> Vos consignes: Recopiez mot pour mot la partie du récit de voyage ci-dessous qui s'ouvre sur les mots « On est ensuite » et se clôt sur « redescendre tout ça. ».

> Passage fourni:
Day 13
Le matin, tout le monde était sur le pied de guerre. Premier réveillé, je me rend dans le salon (ma chambre s’ouvre dessus en même temps, c’est pratique) et je vois avec des petites boites de polystrirene sur la table. Cela ne peut signifier qu’une seule chose : natto ! Autant les prunes au vinaigre, je m’y fais. Les navets cuits dans la sauce soja, le tofu, passons, … Mais les nattos, c’est la seule chose que je n’ai pas pu finir au pays du sushi levant. On a juste l’impression de manger un pied qui a marché 30 km…
Par chance, je la vois préparer d’autres choses, donc je pense que ce ne sera pas obligatoire. Les filles se lèvent, le vieux monsieur japonais qui dormait en haut aussi, tout le monde se rejoint et on attaque à manger. Puis la propriétaire ouvre une boite de natto … Elle propose au vieux monsieur qui refuse, me demande si j’en ai mangé, je répond oui oui, si j’en veux, je répond non non ! Épo et morgane sont des aventurières, elles testent. La dame avait mit tout un paquet de truc dedans, pour attenuer le goût, et après l’horreur que je leur avais promis, la première bouchée ne semble pas les incommoder. Elles me disent même que ça va ! Surpris, je me demande si je ne vais pas y regouter, pour être sûr. Mais elles attaquent une deuxième bouchée, et ce sera tout. Elles me disent que ça sent le pied, que ça à le goût de l’odeur, et que c’est pas top. La petite boite restera ouverte sur la table, et je plains la poule qui recevra ça en guise de repas …
On se rend ensuite sur le chemin, pour entamer l’ascension du temple 27, tout là haut. Heureusement, on peut déposer nos sacs chez une dame en bas. le coeur léger, les épaules plus encore, on attaque la grimpette. Une petite pente, sur une route peu empruntée, au milieu des montagnes, la mer à l’horizon… parfait. Le temple en lui même est une petite merveille, les couleurs de l’automne, les buissons taillés en formes géométriques, l’eau qui s’écoule doucement, … Après mes prières, on se rend pour un temple shinto, qui se trouve être le temple secondaire du temple 27 (là, c’est 2 religions complètement différentes qui oeuvrent ensemble, pas un prophète commun, nib !). L’endroit est mystique, prenant, intense même. J’avais regreté lors de mon premier tour de ne pas être allé là haut, et j’ai bien fait d’y aller cette année. Les arbres sont gigantesques, sacrés pour la plupart, les branches formant comme des côtes humaines, pour aller chercher le soleil. Les escaliers centenaires, hauts, couverts de mousse, le temple en lui même très imposant pour un temple shinto, tout était beau !
On est ensuite allé se ballader en forêt pour trouver une tour, qui offre une vue à 360 degrés. Quelques minutes plus tard, nous voici en train de contempler les jours d’avant, et les jours à venir, en analysant le paysage, les villes, les caps. Une petite pause chips, et nous voilà de nouveau sur les chemins, pour redescendre tout ça.
On se laisse aller à manger le déjeuner sur la plage, puis on profite un peu du bois flotté et des galets ronds (qui font gorogoro comme bruit au milieu des vagues vous diront les japonais). J’essaye d’étaler un peu le bronzage, mais rien à faire, les bras et le visage sont bruns très foncés, le ventre et les jambes sont blancs très blancs !

> Données recueillies:
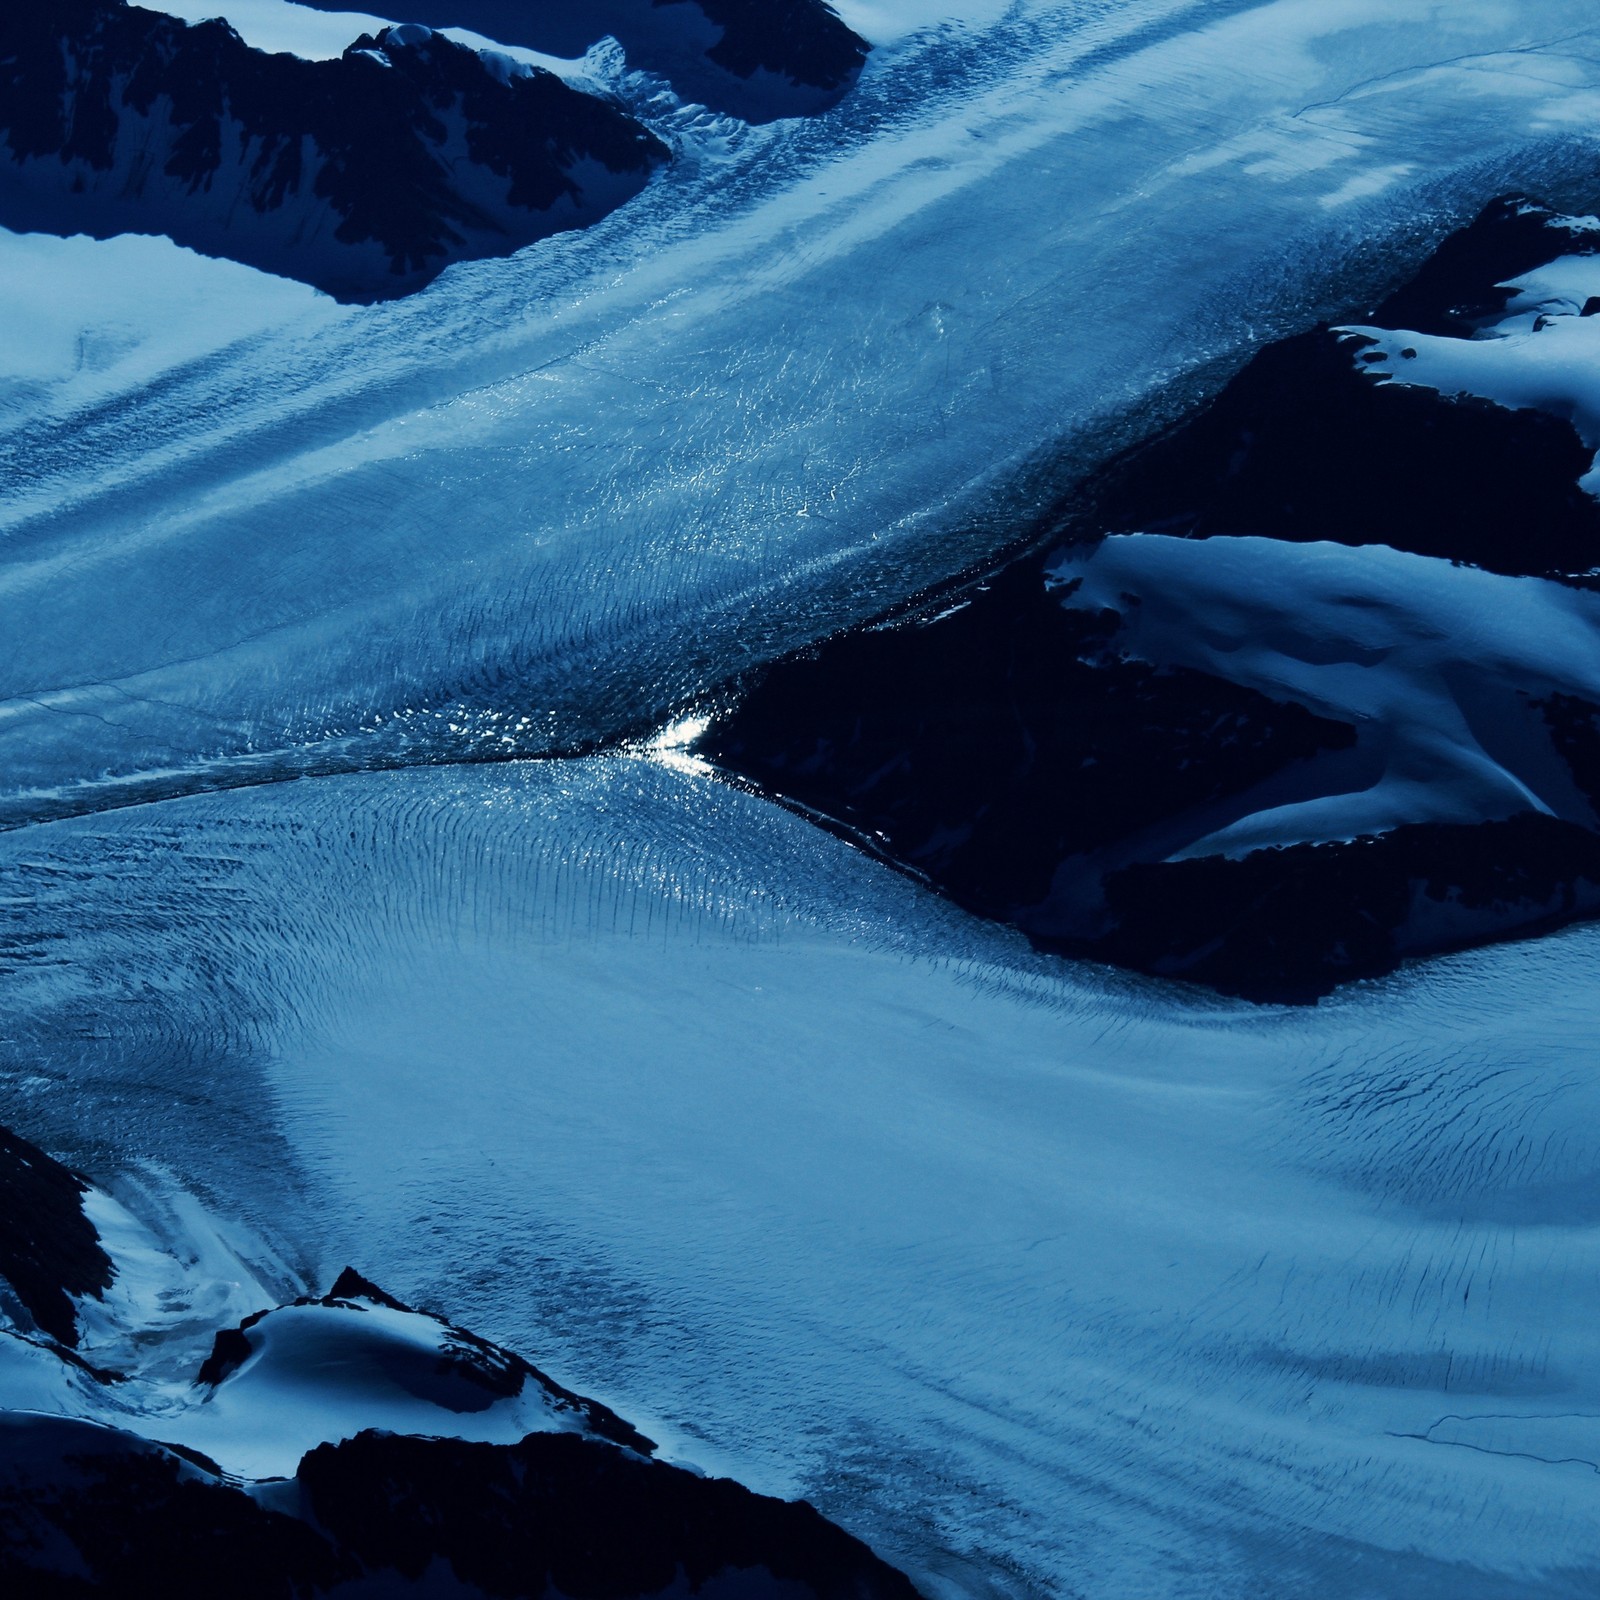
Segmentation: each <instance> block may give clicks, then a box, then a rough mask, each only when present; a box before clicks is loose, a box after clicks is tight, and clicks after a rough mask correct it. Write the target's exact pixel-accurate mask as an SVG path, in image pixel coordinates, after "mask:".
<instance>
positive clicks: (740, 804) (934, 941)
mask: <svg viewBox="0 0 1600 1600" xmlns="http://www.w3.org/2000/svg"><path fill="white" fill-rule="evenodd" d="M0 843H3V862H5V880H6V882H5V888H6V893H8V894H10V893H11V885H13V883H14V882H18V880H19V878H22V877H29V878H30V882H37V883H40V885H61V893H70V899H72V906H74V917H72V922H70V923H62V920H61V918H59V915H58V912H56V910H54V907H53V906H51V904H46V902H43V899H42V902H40V904H38V906H37V907H34V909H30V910H24V912H21V914H18V915H19V923H18V926H19V931H21V933H24V934H26V933H29V931H30V930H32V928H35V926H37V928H51V930H54V933H56V938H54V942H53V947H51V952H50V960H42V962H40V963H37V966H34V968H32V970H30V976H29V970H24V981H22V982H21V984H14V986H13V992H11V1005H10V1011H11V1034H13V1037H16V1038H18V1040H19V1051H21V1054H24V1056H26V1062H27V1072H29V1074H34V1075H38V1074H62V1075H64V1077H69V1078H72V1082H74V1088H75V1094H77V1099H75V1102H74V1104H72V1107H70V1110H62V1109H61V1106H59V1102H58V1109H56V1115H58V1117H61V1115H66V1117H67V1118H69V1120H78V1122H80V1123H82V1125H94V1123H96V1122H98V1120H101V1118H102V1117H104V1115H106V1114H107V1109H109V1107H118V1110H120V1115H122V1117H123V1118H125V1123H126V1138H128V1139H130V1142H134V1144H138V1146H139V1147H142V1149H149V1150H152V1152H154V1154H155V1155H158V1157H160V1158H162V1160H163V1162H165V1163H168V1165H170V1166H171V1168H174V1170H179V1171H182V1173H186V1174H187V1176H189V1178H190V1179H192V1181H195V1182H200V1184H224V1182H229V1184H232V1192H234V1198H235V1203H237V1205H238V1206H240V1208H242V1210H243V1211H245V1214H246V1216H245V1219H246V1221H256V1222H259V1224H261V1226H270V1227H277V1229H283V1227H293V1229H294V1232H296V1234H298V1235H299V1237H301V1238H304V1240H309V1242H315V1248H317V1250H318V1253H320V1254H322V1264H323V1282H325V1280H326V1275H328V1274H330V1272H331V1270H333V1269H334V1266H336V1264H342V1261H344V1259H360V1261H362V1264H363V1270H368V1272H370V1274H371V1275H374V1277H376V1278H378V1280H379V1282H384V1283H387V1286H389V1288H390V1290H392V1291H394V1293H398V1294H402V1296H403V1298H408V1299H411V1301H413V1302H418V1301H421V1302H424V1304H440V1306H448V1307H450V1312H451V1315H453V1318H456V1320H459V1322H462V1323H466V1325H467V1326H472V1328H475V1330H477V1331H482V1333H483V1334H486V1336H490V1338H494V1339H498V1341H499V1342H502V1344H507V1346H510V1347H514V1349H522V1350H525V1352H526V1354H530V1355H531V1357H533V1358H534V1360H538V1362H539V1363H541V1365H542V1366H546V1368H547V1370H550V1371H552V1373H554V1374H555V1376H557V1378H558V1379H560V1381H563V1382H566V1384H570V1386H573V1387H578V1389H581V1390H584V1392H592V1394H597V1395H598V1397H600V1398H603V1400H606V1402H608V1403H613V1405H616V1406H618V1408H619V1410H622V1413H624V1414H626V1416H630V1419H634V1421H635V1422H638V1424H640V1426H643V1427H645V1429H646V1432H651V1434H653V1435H654V1437H658V1438H664V1440H666V1442H667V1451H669V1454H674V1456H678V1458H690V1459H696V1461H699V1462H701V1464H702V1466H707V1467H714V1469H717V1470H728V1472H736V1474H738V1475H739V1477H742V1478H744V1480H746V1482H749V1483H750V1485H752V1486H754V1488H758V1490H770V1491H779V1493H805V1494H806V1496H808V1498H811V1499H814V1501H816V1502H818V1506H819V1507H821V1509H822V1510H824V1512H826V1514H829V1515H832V1517H835V1518H838V1520H842V1522H843V1523H845V1525H846V1526H848V1528H851V1530H853V1531H854V1533H858V1534H861V1536H864V1538H867V1539H870V1541H872V1542H875V1544H877V1547H878V1549H882V1552H883V1554H885V1555H888V1557H890V1558H893V1560H898V1562H901V1563H904V1565H906V1566H907V1568H909V1571H910V1573H912V1574H914V1576H915V1578H917V1579H918V1581H922V1582H923V1584H926V1586H928V1587H930V1590H933V1592H936V1594H986V1592H987V1594H1022V1592H1032V1590H1037V1589H1045V1590H1051V1592H1067V1594H1086V1595H1096V1597H1099V1595H1107V1597H1109V1595H1118V1597H1120V1595H1134V1594H1147V1595H1192V1597H1197V1600H1198V1597H1202V1595H1203V1597H1208V1600H1226V1597H1245V1595H1259V1594H1274V1595H1306V1597H1317V1600H1326V1597H1338V1595H1350V1597H1355V1595H1362V1597H1366V1595H1384V1597H1387V1595H1395V1597H1398V1595H1405V1597H1408V1600H1411V1597H1416V1595H1437V1597H1440V1600H1443V1597H1451V1600H1453V1597H1459V1595H1469V1597H1470V1595H1533V1594H1538V1595H1541V1597H1542V1595H1579V1594H1590V1592H1592V1590H1594V1584H1595V1581H1597V1574H1600V1531H1597V1530H1600V1517H1597V1515H1595V1512H1597V1496H1600V1480H1597V1474H1595V1472H1594V1470H1592V1467H1590V1466H1587V1458H1586V1459H1584V1461H1579V1462H1578V1464H1573V1462H1571V1461H1568V1459H1566V1458H1568V1456H1571V1453H1573V1451H1571V1448H1570V1440H1568V1438H1566V1435H1563V1440H1565V1442H1558V1443H1560V1445H1562V1448H1560V1458H1555V1454H1554V1451H1552V1442H1557V1440H1555V1434H1552V1427H1554V1426H1555V1424H1554V1422H1552V1418H1566V1419H1568V1422H1570V1424H1571V1426H1570V1427H1568V1434H1571V1435H1573V1437H1578V1434H1581V1430H1582V1427H1584V1419H1589V1421H1590V1426H1600V1424H1595V1422H1594V1421H1592V1419H1594V1418H1600V1349H1597V1341H1600V1334H1597V1326H1595V1318H1594V1317H1592V1294H1594V1283H1595V1275H1597V1272H1600V1251H1597V1235H1595V1227H1594V1222H1595V1214H1597V1211H1595V1197H1597V1192H1595V1184H1594V1178H1592V1174H1594V1171H1595V1170H1597V1165H1600V1144H1597V1139H1595V1131H1594V1130H1595V1128H1597V1126H1600V1120H1597V1112H1600V1106H1597V1104H1595V1102H1594V1101H1595V1085H1594V1078H1592V1074H1590V1072H1589V1070H1587V1064H1589V1059H1590V1056H1592V1038H1594V1027H1595V1010H1594V986H1592V984H1590V982H1589V973H1590V970H1592V963H1594V960H1595V957H1597V934H1595V931H1594V930H1574V931H1570V933H1566V934H1562V936H1557V938H1552V939H1549V941H1544V942H1539V944H1531V946H1520V947H1504V949H1499V950H1494V952H1486V954H1480V955H1472V957H1462V958H1454V960H1448V962H1437V963H1432V965H1429V966H1427V968H1421V970H1416V971H1414V973H1408V974H1403V976H1400V978H1397V979H1394V981H1387V982H1382V984H1373V986H1358V987H1355V989H1352V990H1347V992H1346V994H1344V995H1342V997H1339V998H1336V1000H1334V1002H1331V1003H1325V1005H1323V1006H1320V1008H1317V1010H1315V1011H1306V1013H1274V1011H1261V1010H1253V1008H1250V1006H1245V1005H1229V1003H1218V1002H1208V1003H1194V1002H1190V1000H1186V998H1182V997H1179V995H1178V994H1176V992H1173V990H1166V989H1163V987H1160V986H1157V984H1146V982H1136V981H1126V979H1115V978H1109V976H1107V978H1099V976H1098V974H1094V973H1093V971H1090V970H1075V968H1070V966H1062V965H1050V963H1045V962H1043V960H1040V958H1035V957H1032V955H1029V954H1027V952H1024V950H1022V949H1021V947H1019V944H1018V942H1016V941H1014V939H1011V938H1008V936H1005V934H1003V933H998V931H995V930H990V928H986V926H981V925H976V923H973V922H970V920H968V918H965V917H962V915H958V914H955V912H954V910H950V909H947V907H944V906H942V904H939V902H938V901H934V899H931V898H930V896H926V894H925V893H923V891H920V890H917V888H915V886H914V885H910V883H909V882H906V880H904V878H899V877H896V875H893V874H890V872H886V870H885V869H880V867H875V866H872V864H870V862H867V861H864V859H862V858H859V856H858V854H854V853H853V851H850V850H848V848H846V846H845V845H842V843H838V842H835V840H832V838H829V837H827V835H822V834H819V832H816V830H813V829H811V827H808V826H806V824H805V822H802V821H800V819H797V818H790V816H787V814H786V813H781V811H774V810H773V808H770V806H765V805H763V803H762V802H758V800H754V798H749V797H744V795H739V794H734V792H731V790H726V789H723V787H720V786H717V784H715V782H712V781H709V779H704V778H693V776H688V774H682V773H677V771H672V770H667V768H664V766H661V765H658V763H654V762H648V760H638V758H635V760H610V762H606V760H590V762H579V763H531V765H510V766H499V768H478V770H466V771H410V773H390V774H381V773H373V774H365V776H357V778H344V779H320V781H312V782H302V784H290V786H277V787H270V789H259V790H250V792H238V794H230V795H216V797H197V798H190V800H182V802H168V803H163V805H157V806H149V808H131V810H125V811H120V813H114V814H107V816H99V818H93V819H78V821H66V822H56V824H48V826H40V827H34V829H26V830H22V832H16V834H11V835H8V837H6V838H5V840H3V842H0ZM152 973H157V974H163V981H162V984H160V986H152V984H150V981H149V974H152ZM90 978H93V990H91V995H93V1003H88V1002H85V998H83V987H82V986H83V984H85V982H88V981H90ZM98 1016H104V1018H115V1026H117V1034H118V1038H120V1043H122V1054H120V1059H122V1061H123V1064H125V1066H123V1070H122V1074H120V1077H115V1078H114V1077H110V1075H106V1074H101V1075H98V1077H91V1078H83V1077H77V1075H75V1074H77V1070H78V1056H80V1051H78V1042H77V1038H75V1037H74V1034H72V1032H70V1030H69V1027H67V1026H66V1022H67V1021H72V1022H77V1024H78V1026H80V1027H82V1026H83V1024H85V1021H86V1022H88V1024H90V1026H98V1024H96V1022H94V1019H96V1018H98ZM242 1024H243V1026H242ZM192 1064H202V1066H198V1067H197V1066H192ZM262 1085H264V1086H266V1090H267V1094H266V1096H261V1093H259V1090H261V1086H262ZM176 1096H182V1098H184V1101H186V1104H187V1106H189V1114H187V1115H186V1117H184V1118H181V1120H174V1118H171V1117H166V1115H163V1114H162V1106H163V1104H170V1101H171V1099H173V1098H176ZM141 1104H142V1106H144V1107H146V1110H144V1112H142V1114H136V1112H133V1110H130V1107H138V1106H141ZM43 1107H45V1102H43V1101H42V1099H40V1098H38V1096H27V1094H19V1093H18V1088H16V1080H11V1082H8V1083H6V1091H5V1104H3V1107H0V1115H16V1114H18V1112H21V1110H29V1112H30V1115H32V1117H34V1118H35V1122H34V1126H35V1128H37V1120H38V1117H40V1114H42V1110H43ZM226 1112H232V1114H234V1118H235V1122H237V1123H240V1125H242V1126H240V1133H243V1134H246V1136H248V1134H250V1133H251V1128H253V1126H256V1125H258V1122H256V1120H258V1118H259V1120H261V1122H266V1123H269V1125H270V1126H274V1128H275V1130H278V1128H280V1130H282V1133H283V1136H285V1138H286V1141H288V1149H290V1150H291V1152H293V1163H294V1166H296V1170H298V1173H299V1179H298V1181H299V1184H301V1186H302V1189H301V1192H302V1194H304V1195H306V1197H307V1202H309V1205H307V1208H306V1210H304V1211H302V1213H301V1214H294V1213H293V1211H286V1210H285V1208H283V1205H282V1194H280V1190H278V1189H275V1187H259V1189H254V1187H251V1184H250V1182H248V1174H246V1173H242V1171H240V1170H238V1166H237V1163H234V1162H232V1160H230V1157H229V1152H226V1150H224V1152H218V1150H216V1149H214V1141H213V1139H211V1138H210V1136H208V1133H206V1130H208V1126H210V1125H211V1123H213V1122H214V1120H216V1118H219V1117H222V1115H224V1114H226ZM59 1142H61V1141H59V1139H58V1141H56V1144H58V1146H59ZM256 1211H259V1213H262V1214H259V1216H251V1213H256ZM162 1426H163V1427H165V1434H163V1435H162V1437H170V1438H178V1440H184V1424H182V1419H181V1416H179V1414H176V1413H174V1414H173V1416H171V1418H163V1419H162ZM658 1430H659V1432H658ZM195 1440H197V1442H200V1443H202V1445H203V1448H213V1446H214V1443H216V1440H211V1443H205V1442H203V1440H202V1437H200V1435H198V1434H197V1435H195ZM1467 1445H1472V1446H1474V1448H1466V1446H1467ZM1541 1458H1549V1459H1541Z"/></svg>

> Résultat de la tâche:
On est ensuite allé se ballader en forêt pour trouver une tour, qui offre une vue à 360 degrés. Quelques minutes plus tard, nous voici en train de contempler les jours d’avant, et les jours à venir, en analysant le paysage, les villes, les caps. Une petite pause chips, et nous voilà de nouveau sur les chemins, pour redescendre tout ça.